INPUT MATERIAL:
※ ※ ※

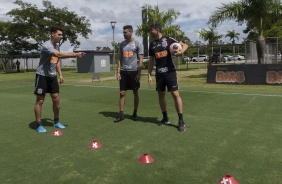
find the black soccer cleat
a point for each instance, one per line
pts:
(134, 117)
(181, 126)
(164, 122)
(119, 118)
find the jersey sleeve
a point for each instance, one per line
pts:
(48, 48)
(140, 48)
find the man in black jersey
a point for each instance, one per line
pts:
(165, 72)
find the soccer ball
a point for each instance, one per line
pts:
(175, 48)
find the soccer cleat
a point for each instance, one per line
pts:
(119, 118)
(134, 117)
(41, 129)
(164, 122)
(181, 126)
(59, 125)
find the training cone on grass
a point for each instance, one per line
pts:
(94, 145)
(227, 179)
(146, 159)
(57, 133)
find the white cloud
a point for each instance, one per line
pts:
(194, 17)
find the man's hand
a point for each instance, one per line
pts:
(62, 80)
(79, 54)
(118, 76)
(177, 53)
(149, 80)
(137, 78)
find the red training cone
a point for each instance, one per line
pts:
(94, 145)
(57, 133)
(227, 179)
(146, 159)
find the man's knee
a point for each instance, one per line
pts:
(122, 93)
(55, 97)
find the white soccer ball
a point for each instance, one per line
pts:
(175, 48)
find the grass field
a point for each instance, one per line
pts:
(231, 129)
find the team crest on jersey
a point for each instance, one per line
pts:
(132, 46)
(164, 44)
(39, 91)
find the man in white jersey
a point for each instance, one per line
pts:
(46, 76)
(129, 70)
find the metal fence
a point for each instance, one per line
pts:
(271, 52)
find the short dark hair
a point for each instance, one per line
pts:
(128, 27)
(55, 29)
(156, 25)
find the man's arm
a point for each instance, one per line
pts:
(58, 67)
(150, 69)
(68, 54)
(118, 67)
(139, 67)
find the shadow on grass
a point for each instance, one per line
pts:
(153, 120)
(197, 76)
(45, 122)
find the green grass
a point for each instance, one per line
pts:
(234, 129)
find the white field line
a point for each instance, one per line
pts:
(153, 89)
(190, 91)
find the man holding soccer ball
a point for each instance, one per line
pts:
(46, 76)
(129, 70)
(159, 50)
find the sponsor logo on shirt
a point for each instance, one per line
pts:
(54, 59)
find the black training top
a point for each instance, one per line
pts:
(159, 49)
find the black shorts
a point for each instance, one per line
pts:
(127, 81)
(168, 80)
(45, 85)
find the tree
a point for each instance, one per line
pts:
(232, 35)
(165, 19)
(255, 13)
(211, 36)
(38, 21)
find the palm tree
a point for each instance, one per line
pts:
(254, 12)
(211, 36)
(165, 19)
(232, 35)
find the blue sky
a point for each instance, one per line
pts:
(193, 18)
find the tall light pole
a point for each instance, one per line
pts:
(113, 24)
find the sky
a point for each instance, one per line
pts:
(193, 18)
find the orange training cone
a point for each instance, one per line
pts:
(227, 179)
(57, 133)
(146, 159)
(94, 145)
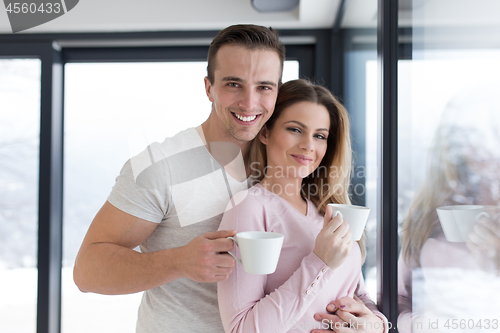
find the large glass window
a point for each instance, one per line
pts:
(19, 159)
(449, 170)
(112, 112)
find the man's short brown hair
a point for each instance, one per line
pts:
(253, 37)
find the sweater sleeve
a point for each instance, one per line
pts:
(405, 286)
(243, 303)
(362, 294)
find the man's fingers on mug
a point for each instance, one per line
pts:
(223, 245)
(225, 260)
(219, 234)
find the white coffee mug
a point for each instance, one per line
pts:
(260, 250)
(458, 221)
(355, 216)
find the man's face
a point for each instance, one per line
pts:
(244, 90)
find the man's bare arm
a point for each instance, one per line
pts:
(107, 263)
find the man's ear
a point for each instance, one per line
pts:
(208, 89)
(264, 135)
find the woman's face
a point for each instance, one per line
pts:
(298, 141)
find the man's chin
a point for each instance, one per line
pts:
(244, 136)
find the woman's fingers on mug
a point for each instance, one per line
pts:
(331, 322)
(333, 224)
(328, 215)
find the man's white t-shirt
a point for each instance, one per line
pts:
(181, 186)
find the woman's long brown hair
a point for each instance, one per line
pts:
(330, 182)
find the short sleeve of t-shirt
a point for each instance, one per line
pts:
(142, 188)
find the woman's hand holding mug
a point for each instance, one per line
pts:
(334, 242)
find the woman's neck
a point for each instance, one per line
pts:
(287, 188)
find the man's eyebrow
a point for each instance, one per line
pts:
(268, 83)
(304, 126)
(232, 78)
(237, 79)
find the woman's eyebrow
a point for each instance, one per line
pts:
(297, 122)
(304, 126)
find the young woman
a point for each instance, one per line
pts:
(302, 157)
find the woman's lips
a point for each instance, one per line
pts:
(302, 159)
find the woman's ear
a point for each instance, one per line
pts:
(263, 135)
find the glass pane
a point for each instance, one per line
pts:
(19, 152)
(361, 103)
(449, 125)
(112, 111)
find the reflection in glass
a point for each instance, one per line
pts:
(449, 134)
(19, 151)
(112, 112)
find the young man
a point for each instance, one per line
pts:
(169, 200)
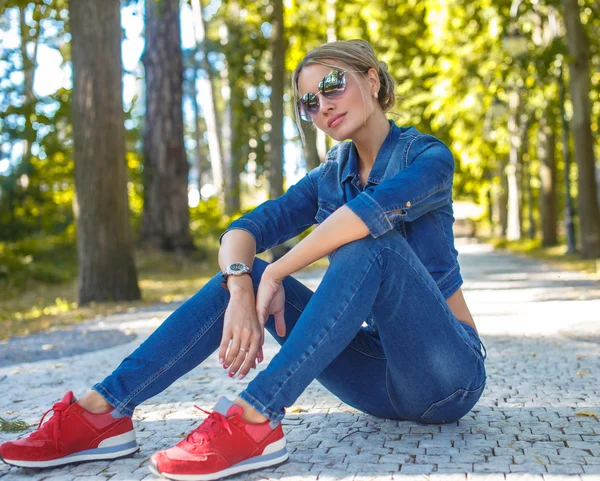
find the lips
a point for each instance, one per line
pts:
(333, 119)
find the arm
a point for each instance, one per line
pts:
(339, 228)
(424, 185)
(237, 246)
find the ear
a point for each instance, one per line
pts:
(373, 78)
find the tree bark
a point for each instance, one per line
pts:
(310, 152)
(104, 236)
(579, 86)
(210, 112)
(277, 41)
(166, 213)
(547, 155)
(513, 231)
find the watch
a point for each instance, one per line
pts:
(235, 269)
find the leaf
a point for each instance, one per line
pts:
(12, 426)
(296, 409)
(589, 414)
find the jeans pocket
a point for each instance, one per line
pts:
(453, 407)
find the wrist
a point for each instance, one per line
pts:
(272, 271)
(239, 284)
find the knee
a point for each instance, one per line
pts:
(359, 247)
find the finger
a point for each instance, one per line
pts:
(280, 323)
(243, 341)
(224, 344)
(251, 356)
(234, 347)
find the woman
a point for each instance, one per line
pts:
(383, 202)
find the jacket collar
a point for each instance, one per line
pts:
(376, 176)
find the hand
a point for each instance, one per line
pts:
(270, 299)
(242, 328)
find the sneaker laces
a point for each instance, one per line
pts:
(53, 422)
(214, 423)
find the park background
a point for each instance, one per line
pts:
(181, 120)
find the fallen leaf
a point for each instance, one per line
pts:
(296, 409)
(589, 414)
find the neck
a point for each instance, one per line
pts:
(369, 139)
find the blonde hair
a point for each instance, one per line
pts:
(357, 55)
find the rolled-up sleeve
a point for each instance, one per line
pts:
(275, 221)
(424, 185)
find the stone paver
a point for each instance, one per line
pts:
(541, 329)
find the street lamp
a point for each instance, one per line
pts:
(515, 45)
(569, 224)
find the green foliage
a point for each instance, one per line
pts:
(207, 220)
(18, 425)
(49, 259)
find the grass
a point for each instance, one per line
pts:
(32, 305)
(556, 255)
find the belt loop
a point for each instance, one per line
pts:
(484, 350)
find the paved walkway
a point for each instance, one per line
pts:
(541, 328)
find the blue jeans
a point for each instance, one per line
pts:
(420, 364)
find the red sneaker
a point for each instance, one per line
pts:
(71, 435)
(224, 444)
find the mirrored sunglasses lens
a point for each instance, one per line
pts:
(308, 105)
(334, 84)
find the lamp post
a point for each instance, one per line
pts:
(569, 224)
(516, 46)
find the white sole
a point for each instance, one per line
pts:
(222, 474)
(111, 452)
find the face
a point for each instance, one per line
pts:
(342, 117)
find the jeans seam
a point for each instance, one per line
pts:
(264, 408)
(387, 388)
(111, 399)
(326, 334)
(165, 368)
(351, 347)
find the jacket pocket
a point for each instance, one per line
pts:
(454, 407)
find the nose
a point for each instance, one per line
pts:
(325, 104)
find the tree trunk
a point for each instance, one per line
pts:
(310, 152)
(210, 110)
(231, 205)
(547, 155)
(104, 237)
(503, 201)
(514, 224)
(166, 213)
(579, 86)
(277, 42)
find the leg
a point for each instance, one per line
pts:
(431, 361)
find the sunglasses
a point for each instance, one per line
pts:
(332, 87)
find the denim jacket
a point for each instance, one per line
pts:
(409, 189)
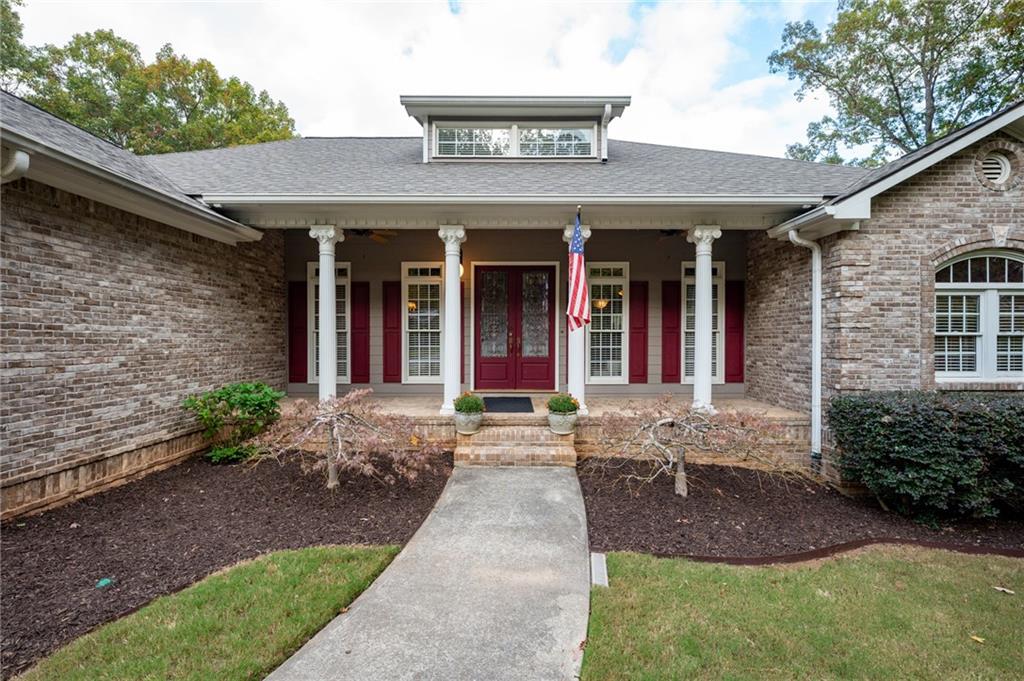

※ ※ ※

GOAL OF THE EXERCISE:
Among the records above, find the lines where the word "field" appears and copy them.

ANSWER AREA:
find the grass field
find the white field line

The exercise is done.